**Task data:**
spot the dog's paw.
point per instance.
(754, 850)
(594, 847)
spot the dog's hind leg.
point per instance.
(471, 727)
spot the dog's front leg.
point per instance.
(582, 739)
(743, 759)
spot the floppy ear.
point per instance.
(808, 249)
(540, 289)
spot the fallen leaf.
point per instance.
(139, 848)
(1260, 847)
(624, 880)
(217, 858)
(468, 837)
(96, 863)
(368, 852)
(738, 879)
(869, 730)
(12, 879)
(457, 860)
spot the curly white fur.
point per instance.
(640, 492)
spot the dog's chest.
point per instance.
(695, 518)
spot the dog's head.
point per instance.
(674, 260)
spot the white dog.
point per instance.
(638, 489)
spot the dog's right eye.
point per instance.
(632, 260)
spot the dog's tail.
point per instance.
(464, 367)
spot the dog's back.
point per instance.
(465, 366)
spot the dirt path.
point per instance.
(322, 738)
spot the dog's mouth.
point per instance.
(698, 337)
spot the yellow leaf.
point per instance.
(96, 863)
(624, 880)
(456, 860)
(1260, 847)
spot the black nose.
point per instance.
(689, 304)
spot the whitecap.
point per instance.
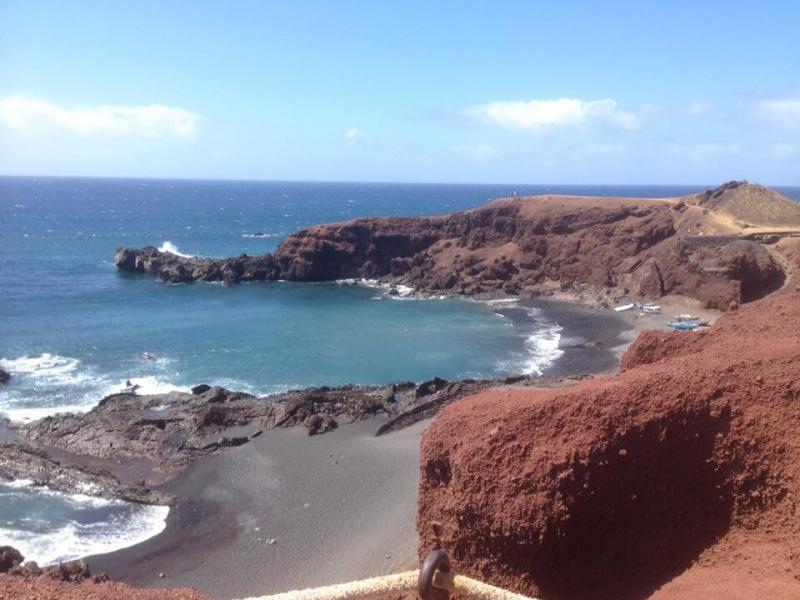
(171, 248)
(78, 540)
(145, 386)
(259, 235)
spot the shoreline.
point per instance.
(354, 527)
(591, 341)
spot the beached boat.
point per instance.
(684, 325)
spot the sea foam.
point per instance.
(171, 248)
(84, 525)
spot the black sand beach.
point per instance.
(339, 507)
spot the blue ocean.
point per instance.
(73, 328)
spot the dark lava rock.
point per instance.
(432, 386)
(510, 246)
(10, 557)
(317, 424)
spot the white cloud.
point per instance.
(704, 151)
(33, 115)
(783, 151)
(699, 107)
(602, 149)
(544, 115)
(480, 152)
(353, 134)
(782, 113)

* * *

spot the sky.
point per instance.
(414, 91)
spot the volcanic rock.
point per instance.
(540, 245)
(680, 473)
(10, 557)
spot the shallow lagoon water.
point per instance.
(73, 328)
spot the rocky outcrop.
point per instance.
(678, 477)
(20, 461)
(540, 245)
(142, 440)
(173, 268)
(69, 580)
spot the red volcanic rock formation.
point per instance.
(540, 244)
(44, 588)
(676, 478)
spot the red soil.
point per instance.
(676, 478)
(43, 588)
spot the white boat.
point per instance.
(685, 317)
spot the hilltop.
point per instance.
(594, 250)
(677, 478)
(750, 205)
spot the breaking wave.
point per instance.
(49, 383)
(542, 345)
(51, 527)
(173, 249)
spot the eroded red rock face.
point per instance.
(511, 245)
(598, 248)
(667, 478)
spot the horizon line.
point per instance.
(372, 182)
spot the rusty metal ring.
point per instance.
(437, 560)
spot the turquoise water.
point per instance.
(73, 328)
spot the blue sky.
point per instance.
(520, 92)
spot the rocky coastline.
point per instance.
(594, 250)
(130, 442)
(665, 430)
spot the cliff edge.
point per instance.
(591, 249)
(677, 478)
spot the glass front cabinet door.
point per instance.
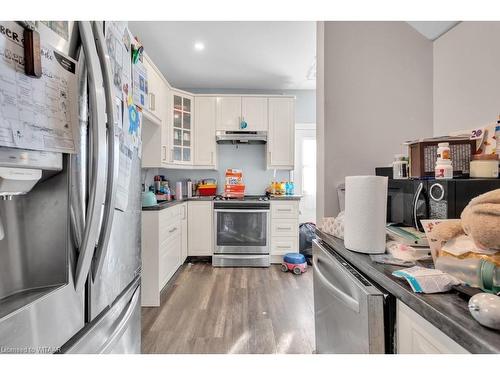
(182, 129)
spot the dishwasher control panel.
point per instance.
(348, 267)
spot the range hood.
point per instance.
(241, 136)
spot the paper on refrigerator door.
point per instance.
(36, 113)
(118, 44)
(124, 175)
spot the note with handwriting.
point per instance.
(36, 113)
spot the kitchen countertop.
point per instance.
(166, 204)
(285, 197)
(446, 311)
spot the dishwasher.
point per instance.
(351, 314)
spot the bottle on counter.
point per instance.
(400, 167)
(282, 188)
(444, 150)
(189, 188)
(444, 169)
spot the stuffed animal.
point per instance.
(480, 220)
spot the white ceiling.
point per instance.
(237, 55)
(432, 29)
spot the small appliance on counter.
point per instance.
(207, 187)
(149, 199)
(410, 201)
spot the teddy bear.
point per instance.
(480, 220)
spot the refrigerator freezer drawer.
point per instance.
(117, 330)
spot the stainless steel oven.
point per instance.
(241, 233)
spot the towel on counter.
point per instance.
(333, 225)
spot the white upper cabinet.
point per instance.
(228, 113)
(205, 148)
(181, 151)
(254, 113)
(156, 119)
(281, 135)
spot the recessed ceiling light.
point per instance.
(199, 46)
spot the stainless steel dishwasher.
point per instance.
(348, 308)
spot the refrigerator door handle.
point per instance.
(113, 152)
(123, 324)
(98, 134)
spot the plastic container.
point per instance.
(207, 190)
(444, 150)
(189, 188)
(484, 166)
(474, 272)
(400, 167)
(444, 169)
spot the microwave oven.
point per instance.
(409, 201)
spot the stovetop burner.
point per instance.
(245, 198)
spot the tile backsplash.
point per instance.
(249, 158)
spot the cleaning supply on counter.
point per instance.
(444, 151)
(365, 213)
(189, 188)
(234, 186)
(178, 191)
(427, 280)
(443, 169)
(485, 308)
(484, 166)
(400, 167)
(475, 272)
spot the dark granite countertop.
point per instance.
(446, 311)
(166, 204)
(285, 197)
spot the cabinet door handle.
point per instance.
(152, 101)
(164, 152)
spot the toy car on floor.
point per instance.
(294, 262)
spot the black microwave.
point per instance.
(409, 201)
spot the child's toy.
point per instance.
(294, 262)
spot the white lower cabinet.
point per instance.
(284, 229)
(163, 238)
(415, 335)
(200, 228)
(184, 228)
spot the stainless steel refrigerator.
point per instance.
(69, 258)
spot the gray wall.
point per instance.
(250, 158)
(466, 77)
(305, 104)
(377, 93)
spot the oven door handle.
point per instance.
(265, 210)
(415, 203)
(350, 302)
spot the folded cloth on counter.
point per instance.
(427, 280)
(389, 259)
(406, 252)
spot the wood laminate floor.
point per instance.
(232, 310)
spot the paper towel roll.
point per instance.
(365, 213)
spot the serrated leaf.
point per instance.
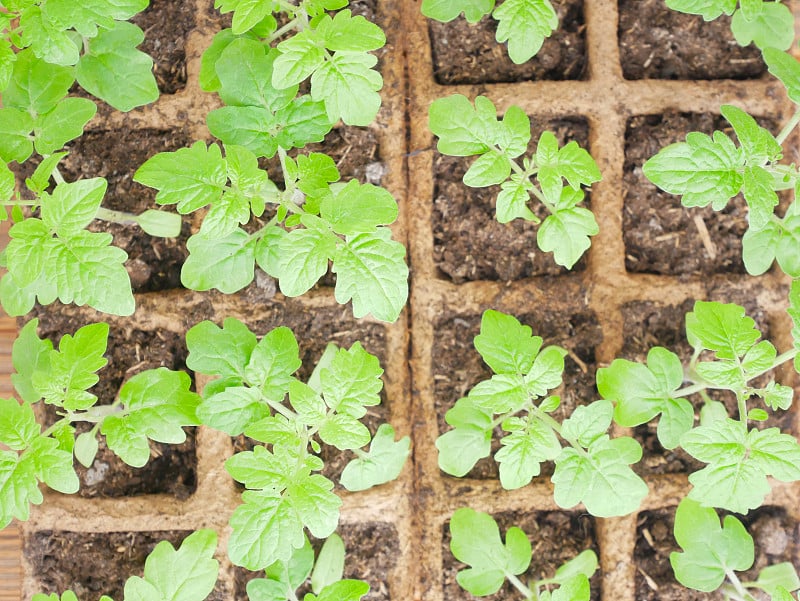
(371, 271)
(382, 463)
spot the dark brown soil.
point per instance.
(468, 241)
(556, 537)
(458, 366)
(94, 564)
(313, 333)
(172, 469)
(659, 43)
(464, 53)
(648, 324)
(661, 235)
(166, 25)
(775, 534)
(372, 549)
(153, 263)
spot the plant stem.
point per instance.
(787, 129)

--

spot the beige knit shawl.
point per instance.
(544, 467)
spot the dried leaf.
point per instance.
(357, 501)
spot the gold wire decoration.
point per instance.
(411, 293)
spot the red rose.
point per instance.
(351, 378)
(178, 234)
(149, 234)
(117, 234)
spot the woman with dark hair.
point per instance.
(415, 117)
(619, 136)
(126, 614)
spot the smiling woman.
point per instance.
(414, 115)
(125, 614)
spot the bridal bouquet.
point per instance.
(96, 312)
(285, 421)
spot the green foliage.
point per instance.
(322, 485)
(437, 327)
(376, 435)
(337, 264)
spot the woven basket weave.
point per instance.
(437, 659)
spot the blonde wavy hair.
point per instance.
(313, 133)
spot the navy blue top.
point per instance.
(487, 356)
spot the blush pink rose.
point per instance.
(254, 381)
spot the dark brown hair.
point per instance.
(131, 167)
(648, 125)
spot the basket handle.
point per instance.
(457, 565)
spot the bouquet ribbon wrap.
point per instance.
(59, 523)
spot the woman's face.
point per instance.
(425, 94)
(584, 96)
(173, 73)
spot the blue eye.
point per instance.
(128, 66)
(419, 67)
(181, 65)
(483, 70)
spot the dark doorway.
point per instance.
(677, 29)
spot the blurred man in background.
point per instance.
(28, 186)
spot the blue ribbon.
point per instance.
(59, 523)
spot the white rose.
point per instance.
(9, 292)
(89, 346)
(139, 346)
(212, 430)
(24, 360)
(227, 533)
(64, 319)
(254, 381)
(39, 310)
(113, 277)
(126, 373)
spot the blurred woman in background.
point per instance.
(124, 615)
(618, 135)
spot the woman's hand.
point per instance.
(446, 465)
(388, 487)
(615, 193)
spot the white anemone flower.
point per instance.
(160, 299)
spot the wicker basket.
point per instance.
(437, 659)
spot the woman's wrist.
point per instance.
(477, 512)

**Direction:** Find every line in the records above that contains the word "water" and copy each one.

**Full response:**
spot the shallow lagoon water.
spot the turquoise water.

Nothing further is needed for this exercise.